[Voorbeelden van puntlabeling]
◇ ◇ ◇ ◇ ◇

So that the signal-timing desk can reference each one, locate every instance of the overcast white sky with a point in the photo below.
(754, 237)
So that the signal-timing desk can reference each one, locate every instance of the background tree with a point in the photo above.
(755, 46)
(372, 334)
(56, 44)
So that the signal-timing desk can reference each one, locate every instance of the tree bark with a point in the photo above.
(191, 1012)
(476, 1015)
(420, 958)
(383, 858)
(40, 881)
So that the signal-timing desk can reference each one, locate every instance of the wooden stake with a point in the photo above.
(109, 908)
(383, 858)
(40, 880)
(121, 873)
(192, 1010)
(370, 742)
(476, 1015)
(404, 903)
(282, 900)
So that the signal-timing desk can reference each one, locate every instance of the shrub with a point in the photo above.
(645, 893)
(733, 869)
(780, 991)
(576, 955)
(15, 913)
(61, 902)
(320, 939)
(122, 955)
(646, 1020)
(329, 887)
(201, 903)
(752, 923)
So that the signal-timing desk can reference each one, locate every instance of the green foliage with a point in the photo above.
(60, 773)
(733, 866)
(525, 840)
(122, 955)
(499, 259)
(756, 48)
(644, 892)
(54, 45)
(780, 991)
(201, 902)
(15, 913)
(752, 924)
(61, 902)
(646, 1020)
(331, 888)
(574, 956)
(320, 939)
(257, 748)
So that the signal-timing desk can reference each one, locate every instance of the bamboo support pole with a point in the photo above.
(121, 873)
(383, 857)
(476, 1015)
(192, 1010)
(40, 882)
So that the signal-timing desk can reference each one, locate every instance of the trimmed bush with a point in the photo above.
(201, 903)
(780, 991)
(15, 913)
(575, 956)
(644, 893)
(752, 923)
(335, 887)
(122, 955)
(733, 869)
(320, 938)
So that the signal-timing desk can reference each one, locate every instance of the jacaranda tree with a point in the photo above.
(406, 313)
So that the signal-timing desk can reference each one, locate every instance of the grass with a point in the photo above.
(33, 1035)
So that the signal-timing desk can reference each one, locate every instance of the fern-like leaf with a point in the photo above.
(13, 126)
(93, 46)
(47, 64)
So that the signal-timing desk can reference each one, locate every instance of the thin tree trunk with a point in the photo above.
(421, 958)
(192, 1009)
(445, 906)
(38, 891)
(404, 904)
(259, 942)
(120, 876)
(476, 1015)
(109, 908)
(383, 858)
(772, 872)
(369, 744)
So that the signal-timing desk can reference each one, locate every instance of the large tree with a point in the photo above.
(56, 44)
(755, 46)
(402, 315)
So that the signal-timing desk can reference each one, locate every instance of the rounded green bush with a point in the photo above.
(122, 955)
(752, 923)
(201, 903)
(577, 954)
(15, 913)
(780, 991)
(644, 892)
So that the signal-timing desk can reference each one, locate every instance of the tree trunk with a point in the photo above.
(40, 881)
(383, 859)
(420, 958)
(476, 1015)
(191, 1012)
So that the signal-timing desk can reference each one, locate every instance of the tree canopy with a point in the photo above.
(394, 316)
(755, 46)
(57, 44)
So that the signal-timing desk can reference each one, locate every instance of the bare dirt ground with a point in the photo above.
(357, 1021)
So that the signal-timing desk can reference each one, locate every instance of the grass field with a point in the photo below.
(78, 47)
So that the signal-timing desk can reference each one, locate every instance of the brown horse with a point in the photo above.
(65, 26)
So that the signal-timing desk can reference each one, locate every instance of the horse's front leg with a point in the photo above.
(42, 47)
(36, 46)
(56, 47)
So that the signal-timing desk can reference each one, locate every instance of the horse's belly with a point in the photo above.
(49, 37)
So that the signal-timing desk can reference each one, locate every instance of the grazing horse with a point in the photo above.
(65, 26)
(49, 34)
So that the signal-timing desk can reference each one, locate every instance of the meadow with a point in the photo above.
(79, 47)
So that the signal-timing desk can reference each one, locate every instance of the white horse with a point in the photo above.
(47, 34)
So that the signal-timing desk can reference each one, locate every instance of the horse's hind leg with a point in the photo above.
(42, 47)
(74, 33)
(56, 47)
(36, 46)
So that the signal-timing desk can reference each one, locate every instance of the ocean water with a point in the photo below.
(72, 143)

◇ ◇ ◇ ◇ ◇

UIT TE VOEREN OPDRACHT: Werk het materiaal hierboven alstublieft bij door overal "signal-timing desk" te vervangen door "traffic-signal desk". Laat al het andere ongewijzigd.

RESULTAAT:
So that the traffic-signal desk can reference each one, locate every instance of the overcast white sky with a point in the photo below.
(754, 237)
So that the traffic-signal desk can reference each one, locate every instance of the background tree with a point in the photo above.
(755, 46)
(372, 334)
(56, 44)
So that the traffic-signal desk can reference each one, locate every instance of the tree bark with a point in the photo above.
(191, 1012)
(476, 1015)
(420, 958)
(383, 858)
(40, 881)
So that the traffic-signal desk can reference each one, locate every instance of the wooden stake with a point in the photo above.
(109, 908)
(383, 858)
(40, 880)
(121, 873)
(192, 1010)
(370, 742)
(476, 1015)
(404, 903)
(282, 900)
So that the traffic-signal desk can reference each one, locate every instance of the shrub with a point in the photo above.
(645, 893)
(733, 869)
(780, 991)
(576, 955)
(15, 913)
(61, 902)
(320, 939)
(122, 955)
(646, 1020)
(329, 887)
(201, 903)
(752, 923)
So that the traffic-signal desk can reference each one, locate every instance of the green foliage with a point in the photo above.
(60, 773)
(733, 866)
(525, 840)
(122, 955)
(499, 259)
(756, 48)
(644, 892)
(54, 45)
(780, 991)
(201, 902)
(15, 913)
(752, 924)
(61, 902)
(646, 1020)
(331, 888)
(574, 956)
(320, 939)
(257, 748)
So that the traffic-signal desk can reference each one, locate every instance of the bamboo support pole with a point in the photo above.
(121, 873)
(383, 857)
(476, 1015)
(192, 1010)
(40, 882)
So that the traffic-signal desk can reference each one, locate every instance of the trimmed bush with a point in the photo above.
(201, 903)
(780, 991)
(15, 913)
(575, 956)
(644, 893)
(752, 923)
(335, 887)
(122, 955)
(733, 869)
(320, 938)
So that the traffic-signal desk can reference each one, locate every instance of the jacaranda tree with a point in the photo above.
(406, 313)
So that the traffic-signal desk can reference each one, locate every instance of the grass with a point in the photo above.
(33, 1035)
So that the traffic-signal desk can reference each one, locate every instance of the fern-like leaf with a point in the photo above.
(13, 126)
(93, 46)
(47, 64)
So that the traffic-signal desk can reference each one, locate every instance of the thin tree trunk with a point in the photo above.
(421, 958)
(192, 1009)
(445, 906)
(38, 891)
(404, 904)
(259, 942)
(120, 876)
(476, 1015)
(109, 908)
(383, 858)
(772, 872)
(369, 744)
So that the traffic-signal desk can reference each one, locate every instance of the large tree with a point in the photo above.
(56, 44)
(755, 46)
(402, 315)
So that the traffic-signal desk can reference each one, locate every instance of the rounded green bush with a point in the photo above.
(122, 955)
(752, 923)
(201, 903)
(577, 954)
(15, 913)
(780, 991)
(644, 892)
So that the traffic-signal desk can reference each one, locate every instance of the tree trunk with a point in the photo above.
(40, 881)
(383, 859)
(420, 958)
(476, 1015)
(191, 1012)
So that the traffic-signal desk can reference each one, locate every instance of the tree canopy with a point in the photo above.
(394, 316)
(755, 46)
(57, 44)
So that the traffic-signal desk can reference each one, locate every instance of the bare dirt ground with a point in the photo above.
(357, 1021)
So that the traffic-signal desk can reference each one, locate every instance of the grass field with a point in the photo below.
(78, 47)
So that the traffic-signal desk can reference each one, locate every instance of the brown horse with a point in the photo above.
(65, 26)
So that the traffic-signal desk can reference each one, locate every instance of the horse's front leg with a point in the photo above.
(42, 47)
(36, 46)
(56, 47)
So that the traffic-signal desk can reference each one, locate every instance of the horse's belly with a point in the photo above.
(49, 37)
So that the traffic-signal desk can reference each one, locate every instance of the grazing horse with a point in the photo above.
(65, 26)
(49, 34)
So that the traffic-signal desk can reference each one, locate every instance of the meadow with a point in the photo above.
(79, 47)
So that the traffic-signal desk can reference each one, locate every instance of the white horse with a point in the photo above.
(47, 34)
So that the traffic-signal desk can reference each one, locate every instance of the horse's hind leg with a point in the photo above.
(42, 47)
(74, 33)
(56, 47)
(36, 46)
So that the traffic-signal desk can reference each one, locate every instance of the ocean water with a point in the photo below.
(72, 143)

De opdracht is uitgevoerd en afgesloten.